= Manuel Saturnino da Costa =

Bissau-Guinean politician (1942–2021)

Manuel Saturnino da Costa (29 November 1942 – 10 March 2021) was a Bissau-Guinean politician who served as Prime Minister of Guinea-Bissau from 26 October 1994 to 6 June 1997.

==Biography==
From 1977 he was in the Foreign Office, as the ambassador in Cuba and the USSR.

During the presidency of João Bernardo Vieira, who had come to power in 1980 through a coup, he became General Secretary of the PAIGC.

Following the victory of the PAIGC in the 1994 parliamentary election, Vieira appointed Saturnino da Costa, who was then Secretary-General of PAIGC, as Prime Minister on 25 October 1994. Da Costa formed a government on 18 November that was almost entirely composed of PAIGC members, although one post was given to the Bafata Movement.

Following the ouster of President Vieira in May 1999, da Costa was named acting President of PAIGC on 12 May 1999. Francisco Benante was elected to replace him as PAIGC President in September 1999.

:: Record extracts ::
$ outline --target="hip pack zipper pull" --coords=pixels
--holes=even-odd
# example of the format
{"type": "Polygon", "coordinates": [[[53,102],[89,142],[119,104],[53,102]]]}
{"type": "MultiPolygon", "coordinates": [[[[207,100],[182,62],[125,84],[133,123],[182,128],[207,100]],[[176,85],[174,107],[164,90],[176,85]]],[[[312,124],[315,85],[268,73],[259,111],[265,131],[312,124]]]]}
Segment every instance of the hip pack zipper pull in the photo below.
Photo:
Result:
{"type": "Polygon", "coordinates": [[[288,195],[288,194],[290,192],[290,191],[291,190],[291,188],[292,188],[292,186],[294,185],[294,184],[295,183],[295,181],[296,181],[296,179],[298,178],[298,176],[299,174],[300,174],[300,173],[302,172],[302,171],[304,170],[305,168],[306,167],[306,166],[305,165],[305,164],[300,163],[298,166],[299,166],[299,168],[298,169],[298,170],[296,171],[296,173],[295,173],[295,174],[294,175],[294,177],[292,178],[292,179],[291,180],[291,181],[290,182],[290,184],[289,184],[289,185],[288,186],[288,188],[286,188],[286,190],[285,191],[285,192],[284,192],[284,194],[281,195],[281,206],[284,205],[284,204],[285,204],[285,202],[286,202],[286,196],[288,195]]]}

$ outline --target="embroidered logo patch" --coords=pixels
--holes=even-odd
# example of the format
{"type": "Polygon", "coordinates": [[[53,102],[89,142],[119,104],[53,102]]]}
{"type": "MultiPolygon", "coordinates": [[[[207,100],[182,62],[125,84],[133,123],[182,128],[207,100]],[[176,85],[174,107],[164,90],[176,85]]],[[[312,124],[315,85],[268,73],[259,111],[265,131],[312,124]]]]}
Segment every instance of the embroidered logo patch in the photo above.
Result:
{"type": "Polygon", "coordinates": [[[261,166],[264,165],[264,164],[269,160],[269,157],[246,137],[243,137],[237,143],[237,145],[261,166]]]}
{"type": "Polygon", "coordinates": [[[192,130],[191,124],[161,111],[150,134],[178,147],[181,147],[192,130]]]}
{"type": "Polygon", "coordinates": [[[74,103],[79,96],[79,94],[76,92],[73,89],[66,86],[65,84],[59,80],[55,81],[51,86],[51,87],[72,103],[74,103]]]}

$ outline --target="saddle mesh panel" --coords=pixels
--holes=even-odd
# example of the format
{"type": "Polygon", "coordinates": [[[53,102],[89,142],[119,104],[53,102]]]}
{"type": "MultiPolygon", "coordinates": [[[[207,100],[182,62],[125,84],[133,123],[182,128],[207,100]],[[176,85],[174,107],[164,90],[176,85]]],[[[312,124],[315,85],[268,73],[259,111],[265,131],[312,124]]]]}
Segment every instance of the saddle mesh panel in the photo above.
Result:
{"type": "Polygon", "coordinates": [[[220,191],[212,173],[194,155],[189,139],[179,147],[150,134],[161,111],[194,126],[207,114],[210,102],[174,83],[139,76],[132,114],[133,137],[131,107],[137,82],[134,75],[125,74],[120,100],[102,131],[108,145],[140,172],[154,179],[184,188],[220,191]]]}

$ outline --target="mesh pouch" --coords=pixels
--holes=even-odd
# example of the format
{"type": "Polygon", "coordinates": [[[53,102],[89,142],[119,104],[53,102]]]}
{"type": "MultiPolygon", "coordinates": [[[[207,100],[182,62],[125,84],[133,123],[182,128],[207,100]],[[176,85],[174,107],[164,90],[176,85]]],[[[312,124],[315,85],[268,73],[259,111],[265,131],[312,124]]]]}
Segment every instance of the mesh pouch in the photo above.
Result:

:: Required actions ::
(1) According to the article on Manuel Saturnino da Costa, who was elected PAIGC President in September 1999 to replace him?
(2) Reproduce the passage of the article on Manuel Saturnino da Costa that opens with the words containing "Manuel Saturnino da Costa (29" and closes with "and the USSR.".
(3) Write what comes next in the article on Manuel Saturnino da Costa, picking up after its final sentence.

:: Set of answers ::
(1) Francisco Benante

(2)
Manuel Saturnino da Costa (29 November 1942 – 10 March 2021) was a Bissau-Guinean politician who served as Prime Minister of Guinea-Bissau from 26 October 1994 to 6 June 1997.

==Biography==
From 1977 he was in the Foreign Office, as the ambassador in Cuba and the USSR.

(3)
After Kumba Ialá took office as President, da Costa was arrested, along with another former Prime Minister, Carlos Correia (who both preceded and succeeded him as Prime Minister), and four other former ministers, in February 2000. It was alleged that two government bonds were issued without parliamentary approval three years prior; according to Saturnino da Costa and Correia, who were released on bail, the bonds were intended to provide funds for national development. He was acquitted of embezzlement in June 2003.

In the November 2008 legislative election, PAIGC won a majority of 67 out of 100 seats in the National People's Assembly, and Saturnino da Costa was elected to a seat as a PAIGC candidate in the first constituency, Catio e Como. Following the election, he was appointed Minister of the Presidency of the Council of Ministers on January 7, 2009.

Saturnino da Costa sought the nomination as PAIGC's candidate for the June 2009 presidential election, but in a vote on April 25, 2009, the PAIGC Central Committee chose Malam Bacai Sanhá as the party's candidate. He was replaced in his post as Minister of the Presidency of the Council of Ministers and dismissed from the government on October 28, 2009.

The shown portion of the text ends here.